Source information:
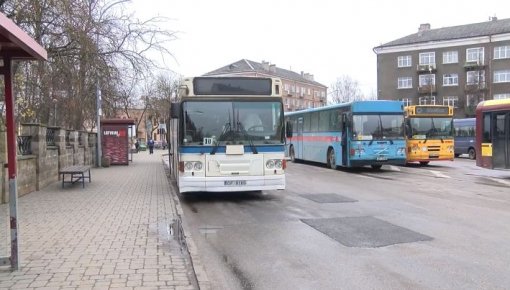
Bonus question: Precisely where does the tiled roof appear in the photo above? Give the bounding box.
[375,18,510,49]
[203,59,327,88]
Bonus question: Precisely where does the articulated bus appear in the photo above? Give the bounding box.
[169,76,286,193]
[285,100,407,170]
[404,105,454,165]
[475,99,510,170]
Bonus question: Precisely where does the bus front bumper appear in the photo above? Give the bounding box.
[178,175,285,193]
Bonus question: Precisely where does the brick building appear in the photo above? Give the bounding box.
[204,59,328,111]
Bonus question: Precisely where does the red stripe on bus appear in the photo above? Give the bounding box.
[288,136,339,142]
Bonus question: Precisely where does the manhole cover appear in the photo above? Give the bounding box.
[301,216,433,247]
[300,193,357,203]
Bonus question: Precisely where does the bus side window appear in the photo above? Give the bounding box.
[483,113,491,142]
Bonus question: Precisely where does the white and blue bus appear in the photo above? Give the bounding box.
[285,100,406,169]
[169,76,286,193]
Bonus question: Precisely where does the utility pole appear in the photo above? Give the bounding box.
[95,31,102,167]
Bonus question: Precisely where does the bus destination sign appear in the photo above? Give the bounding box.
[415,106,449,115]
[194,77,272,96]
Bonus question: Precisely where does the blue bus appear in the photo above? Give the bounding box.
[453,118,476,159]
[285,100,406,169]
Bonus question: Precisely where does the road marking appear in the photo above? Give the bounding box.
[429,170,451,179]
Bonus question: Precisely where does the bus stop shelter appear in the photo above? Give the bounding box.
[0,12,47,270]
[101,118,136,165]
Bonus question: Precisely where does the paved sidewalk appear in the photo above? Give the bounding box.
[0,151,198,289]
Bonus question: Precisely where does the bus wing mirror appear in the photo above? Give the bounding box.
[170,103,180,119]
[285,122,293,138]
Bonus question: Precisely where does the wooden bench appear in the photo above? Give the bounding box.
[59,165,91,188]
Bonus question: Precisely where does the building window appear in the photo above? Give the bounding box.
[494,70,510,83]
[494,93,510,100]
[397,77,412,89]
[398,55,412,67]
[494,46,510,59]
[284,84,290,93]
[419,74,435,86]
[400,98,412,106]
[307,88,311,95]
[419,52,435,65]
[443,96,458,108]
[443,51,458,64]
[419,96,435,105]
[443,74,458,86]
[466,47,484,63]
[467,70,485,84]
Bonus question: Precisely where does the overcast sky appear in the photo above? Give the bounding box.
[130,0,510,96]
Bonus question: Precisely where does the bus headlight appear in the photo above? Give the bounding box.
[447,145,454,153]
[194,162,203,171]
[274,160,283,169]
[421,146,428,152]
[184,162,194,171]
[266,160,275,169]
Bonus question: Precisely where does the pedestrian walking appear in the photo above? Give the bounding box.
[148,138,155,154]
[135,139,140,153]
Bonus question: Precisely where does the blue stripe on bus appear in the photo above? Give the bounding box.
[180,145,285,154]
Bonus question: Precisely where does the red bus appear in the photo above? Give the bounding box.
[475,99,510,170]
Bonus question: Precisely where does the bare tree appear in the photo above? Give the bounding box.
[329,75,363,104]
[0,0,177,131]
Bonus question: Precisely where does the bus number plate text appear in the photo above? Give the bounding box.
[224,180,247,186]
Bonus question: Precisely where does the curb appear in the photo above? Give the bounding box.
[162,155,211,290]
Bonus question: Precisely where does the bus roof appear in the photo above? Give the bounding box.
[476,99,510,110]
[285,100,404,116]
[179,76,282,98]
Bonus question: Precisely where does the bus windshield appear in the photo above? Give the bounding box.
[408,117,453,139]
[182,100,283,146]
[352,114,404,140]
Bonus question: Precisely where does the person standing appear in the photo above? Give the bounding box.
[135,139,140,153]
[148,138,155,154]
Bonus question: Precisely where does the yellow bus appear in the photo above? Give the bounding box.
[404,105,454,165]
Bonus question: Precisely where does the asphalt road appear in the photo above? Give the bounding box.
[177,158,510,290]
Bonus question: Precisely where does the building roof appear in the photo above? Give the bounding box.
[375,17,510,49]
[204,59,327,88]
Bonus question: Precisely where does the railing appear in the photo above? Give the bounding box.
[465,82,487,91]
[46,128,57,146]
[17,136,32,155]
[464,61,485,70]
[88,134,94,147]
[417,64,436,73]
[418,85,436,94]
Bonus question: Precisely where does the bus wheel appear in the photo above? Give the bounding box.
[468,148,476,160]
[371,164,382,170]
[419,161,430,166]
[327,148,336,169]
[289,146,296,162]
[454,153,460,158]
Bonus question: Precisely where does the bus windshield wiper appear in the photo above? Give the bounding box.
[211,121,231,155]
[239,121,258,154]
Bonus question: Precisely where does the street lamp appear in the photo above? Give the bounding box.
[52,98,57,126]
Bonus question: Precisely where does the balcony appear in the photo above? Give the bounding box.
[464,61,485,70]
[418,85,436,94]
[417,64,436,74]
[464,82,487,92]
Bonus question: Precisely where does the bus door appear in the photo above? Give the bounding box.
[297,117,304,159]
[493,112,510,169]
[341,114,348,166]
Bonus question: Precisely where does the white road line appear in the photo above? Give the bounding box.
[429,170,451,179]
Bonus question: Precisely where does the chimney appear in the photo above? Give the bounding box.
[418,23,431,33]
[269,64,276,73]
[261,60,270,71]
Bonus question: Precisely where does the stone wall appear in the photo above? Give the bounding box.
[0,124,97,203]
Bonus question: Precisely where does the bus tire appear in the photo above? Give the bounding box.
[419,161,430,166]
[371,164,382,170]
[289,145,296,162]
[327,148,336,169]
[468,148,476,160]
[454,153,460,158]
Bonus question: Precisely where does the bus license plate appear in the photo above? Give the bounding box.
[224,180,247,186]
[377,156,387,161]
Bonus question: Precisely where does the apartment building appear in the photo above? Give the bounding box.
[373,17,510,117]
[204,59,328,111]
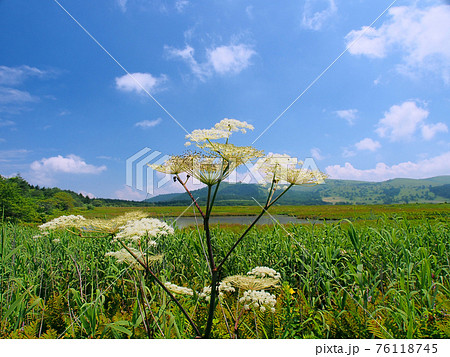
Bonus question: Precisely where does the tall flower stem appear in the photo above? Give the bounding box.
[176,175,205,219]
[217,183,294,271]
[117,238,202,337]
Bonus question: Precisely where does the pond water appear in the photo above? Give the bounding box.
[162,215,323,229]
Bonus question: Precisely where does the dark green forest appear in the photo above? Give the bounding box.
[0,175,151,222]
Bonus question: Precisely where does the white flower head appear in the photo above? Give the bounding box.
[164,282,194,296]
[247,266,281,280]
[39,215,86,231]
[185,118,254,147]
[239,290,277,312]
[214,118,254,133]
[114,218,173,242]
[105,248,162,271]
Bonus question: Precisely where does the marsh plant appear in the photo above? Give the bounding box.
[38,118,326,338]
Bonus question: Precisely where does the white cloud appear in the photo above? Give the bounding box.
[175,0,189,13]
[166,43,256,80]
[335,109,357,125]
[326,151,450,181]
[0,149,30,162]
[165,45,209,80]
[29,154,106,185]
[422,122,448,140]
[342,148,356,158]
[115,72,167,94]
[135,118,162,128]
[0,65,48,86]
[355,138,381,152]
[0,119,15,127]
[345,4,450,82]
[310,147,324,160]
[302,0,337,31]
[207,45,256,75]
[0,87,38,104]
[79,191,96,199]
[246,6,254,20]
[116,0,127,13]
[376,101,429,141]
[115,185,147,201]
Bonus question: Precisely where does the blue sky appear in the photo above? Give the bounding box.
[1,0,449,199]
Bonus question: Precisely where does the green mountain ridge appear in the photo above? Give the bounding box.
[146,176,450,206]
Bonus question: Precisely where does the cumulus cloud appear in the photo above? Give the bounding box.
[165,43,256,80]
[326,152,450,182]
[115,185,147,201]
[135,118,162,128]
[79,191,96,199]
[335,109,357,125]
[207,45,256,75]
[376,101,429,141]
[355,138,381,152]
[422,122,448,140]
[29,154,106,185]
[302,0,337,31]
[115,72,167,94]
[345,4,450,82]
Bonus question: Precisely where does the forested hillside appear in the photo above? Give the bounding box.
[0,175,151,222]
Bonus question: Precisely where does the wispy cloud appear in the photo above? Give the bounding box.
[0,119,15,127]
[115,72,167,94]
[326,151,450,181]
[302,0,337,31]
[345,4,450,83]
[175,0,189,13]
[0,65,50,86]
[135,118,162,128]
[310,147,324,160]
[116,0,128,13]
[165,43,256,80]
[0,87,38,104]
[0,149,30,163]
[335,109,357,125]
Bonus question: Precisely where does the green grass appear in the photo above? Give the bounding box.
[1,207,450,338]
[73,203,450,221]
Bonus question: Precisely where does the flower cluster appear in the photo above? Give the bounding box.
[39,215,86,231]
[199,142,263,165]
[214,118,254,133]
[148,153,195,175]
[239,290,276,313]
[114,218,174,242]
[185,118,254,147]
[198,280,236,302]
[255,153,327,186]
[222,275,280,291]
[164,282,194,296]
[247,266,281,280]
[106,247,148,270]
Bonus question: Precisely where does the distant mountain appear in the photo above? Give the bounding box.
[146,176,450,206]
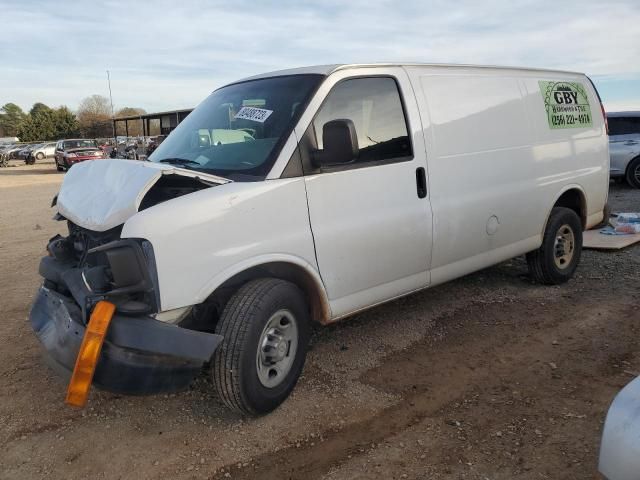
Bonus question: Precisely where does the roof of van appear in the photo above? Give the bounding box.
[235,63,585,83]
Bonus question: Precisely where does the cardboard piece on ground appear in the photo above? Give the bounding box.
[584,230,640,250]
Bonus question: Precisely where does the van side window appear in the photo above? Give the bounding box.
[608,117,640,136]
[303,77,412,172]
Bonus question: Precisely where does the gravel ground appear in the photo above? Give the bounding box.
[0,163,638,480]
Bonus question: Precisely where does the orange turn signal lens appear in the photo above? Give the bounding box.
[65,301,115,407]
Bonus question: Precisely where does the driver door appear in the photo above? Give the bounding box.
[299,68,433,318]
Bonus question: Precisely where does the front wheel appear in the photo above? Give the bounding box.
[527,207,583,285]
[212,278,310,415]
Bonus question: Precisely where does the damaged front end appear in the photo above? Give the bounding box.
[29,160,227,396]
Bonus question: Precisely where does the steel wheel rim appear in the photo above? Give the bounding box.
[256,309,298,388]
[553,224,575,269]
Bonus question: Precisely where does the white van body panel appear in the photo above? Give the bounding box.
[294,66,433,318]
[121,178,320,311]
[404,65,608,286]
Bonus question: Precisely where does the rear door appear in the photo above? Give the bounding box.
[297,68,433,318]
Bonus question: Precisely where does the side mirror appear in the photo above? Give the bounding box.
[312,119,359,167]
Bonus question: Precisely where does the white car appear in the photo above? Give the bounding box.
[599,376,640,480]
[607,112,640,188]
[30,142,57,161]
[30,63,609,414]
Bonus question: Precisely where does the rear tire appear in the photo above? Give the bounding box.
[36,152,44,161]
[626,157,640,189]
[212,278,310,415]
[527,207,582,285]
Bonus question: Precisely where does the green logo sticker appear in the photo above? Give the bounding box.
[539,81,592,129]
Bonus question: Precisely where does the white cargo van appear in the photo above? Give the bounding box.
[31,64,609,414]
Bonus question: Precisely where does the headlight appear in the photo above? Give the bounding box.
[87,239,160,312]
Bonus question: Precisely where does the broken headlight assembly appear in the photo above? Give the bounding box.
[85,239,161,314]
[42,229,161,317]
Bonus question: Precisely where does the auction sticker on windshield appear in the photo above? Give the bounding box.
[234,107,273,123]
[539,81,592,129]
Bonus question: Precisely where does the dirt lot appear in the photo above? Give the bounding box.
[0,162,638,480]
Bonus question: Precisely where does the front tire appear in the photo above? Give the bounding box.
[212,278,310,415]
[626,157,640,189]
[527,207,582,285]
[36,152,45,161]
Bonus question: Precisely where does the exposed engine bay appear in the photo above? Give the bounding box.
[138,174,214,210]
[43,171,219,321]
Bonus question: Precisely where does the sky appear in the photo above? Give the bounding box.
[1,0,639,114]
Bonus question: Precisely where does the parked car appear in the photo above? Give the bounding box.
[54,139,105,171]
[30,63,609,414]
[607,112,640,188]
[5,144,24,159]
[0,145,13,167]
[28,142,57,163]
[599,376,640,480]
[17,144,40,161]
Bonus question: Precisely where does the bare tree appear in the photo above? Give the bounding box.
[77,95,112,137]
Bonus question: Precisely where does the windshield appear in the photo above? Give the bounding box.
[149,74,323,180]
[64,140,98,149]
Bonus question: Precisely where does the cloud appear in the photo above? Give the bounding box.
[1,0,639,112]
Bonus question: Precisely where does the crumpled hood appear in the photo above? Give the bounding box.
[57,159,229,232]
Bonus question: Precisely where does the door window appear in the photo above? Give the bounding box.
[303,77,412,172]
[608,117,640,136]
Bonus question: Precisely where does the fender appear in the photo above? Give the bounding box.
[195,253,332,322]
[540,183,588,237]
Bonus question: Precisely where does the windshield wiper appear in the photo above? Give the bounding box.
[158,157,201,166]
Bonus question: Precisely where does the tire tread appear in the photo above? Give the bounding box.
[527,207,582,285]
[213,278,292,414]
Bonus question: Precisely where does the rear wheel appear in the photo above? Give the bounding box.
[36,152,44,161]
[626,157,640,189]
[527,207,582,285]
[212,278,310,415]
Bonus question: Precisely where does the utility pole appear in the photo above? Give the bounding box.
[107,70,116,144]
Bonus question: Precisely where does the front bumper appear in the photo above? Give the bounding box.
[30,286,222,394]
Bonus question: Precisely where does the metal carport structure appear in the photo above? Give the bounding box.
[112,108,193,138]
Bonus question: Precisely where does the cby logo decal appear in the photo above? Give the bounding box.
[539,81,593,129]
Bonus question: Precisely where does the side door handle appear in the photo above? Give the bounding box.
[624,140,638,146]
[416,167,427,199]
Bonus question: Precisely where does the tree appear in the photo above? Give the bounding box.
[54,107,80,139]
[115,107,147,136]
[30,102,52,118]
[77,94,112,138]
[15,103,80,141]
[17,103,56,141]
[0,103,26,137]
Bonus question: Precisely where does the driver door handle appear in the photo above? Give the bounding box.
[416,167,427,199]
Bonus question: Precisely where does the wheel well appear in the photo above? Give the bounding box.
[554,189,586,229]
[205,262,329,326]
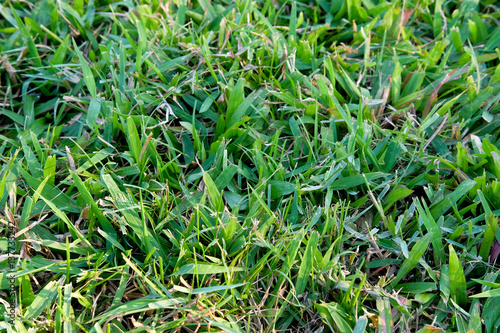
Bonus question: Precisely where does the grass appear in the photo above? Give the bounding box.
[0,0,500,332]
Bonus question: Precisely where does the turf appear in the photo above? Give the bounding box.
[1,0,500,332]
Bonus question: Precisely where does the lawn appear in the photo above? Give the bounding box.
[1,0,500,332]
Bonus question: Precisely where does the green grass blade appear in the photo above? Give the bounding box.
[392,232,433,286]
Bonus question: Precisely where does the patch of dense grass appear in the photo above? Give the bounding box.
[1,0,500,331]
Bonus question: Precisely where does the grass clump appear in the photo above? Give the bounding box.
[1,0,500,332]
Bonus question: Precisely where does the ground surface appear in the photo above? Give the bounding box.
[1,0,500,332]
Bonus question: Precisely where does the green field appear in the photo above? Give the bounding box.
[1,0,500,331]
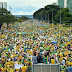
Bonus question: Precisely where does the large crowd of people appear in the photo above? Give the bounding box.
[0,20,72,72]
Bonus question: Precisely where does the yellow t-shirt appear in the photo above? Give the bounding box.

Work request: Every line from the one holding "Bonus question: Precisely where does the side door" through the end of the records above must be reproduced verbatim, pictures excepted.

Solution:
Bonus question: Precisely where does the side door handle appear in the photo above? Give the bounding box.
[624,140,638,146]
[416,167,427,199]
Bonus question: Precisely where does the tree appear in the photo above? Give the bounding box.
[54,107,80,139]
[115,107,147,136]
[30,102,52,118]
[77,94,112,138]
[15,103,80,141]
[17,103,56,141]
[0,103,26,137]
Bonus question: Precisely where does the driver door handle appear in the photo above? Give the bounding box.
[416,167,427,199]
Bonus question: Precisely where does the wheel well appear in the photo above? Give the bounding box.
[554,189,586,229]
[205,262,329,326]
Bonus question: Precisely where does the grass appear in the photo above? Give the bounding box.
[0,0,500,332]
Bonus question: Precisely where does the turf appear in the photo above? Give the bounding box.
[1,0,500,332]
Bonus question: Precisely where does the lawn appear in the photo above? Give the bounding box.
[1,0,500,332]
Bonus question: Precisely where does the green grass blade appear in the photo above? Give the bounding box.
[392,232,433,286]
Bonus question: Precisely where does the patch of dense grass appear in the photo above? Give the bounding box.
[1,0,500,331]
Bonus question: Precisely where does the grass clump appear in the photo above? Give the bounding box.
[1,0,500,332]
Bonus question: Precisely where does the ground surface appear in the photo above? Give the bounding box.
[1,0,500,332]
Bonus question: Precisely where does the green field appear in the photo above? Give the bounding box.
[1,0,500,331]
Bonus question: Precisely where does the large crowd of people appear in the photo above? Give the bounding box.
[0,20,72,72]
Bonus question: Precisely where does the yellow t-shirt appear in the photo above? Give the bounding box.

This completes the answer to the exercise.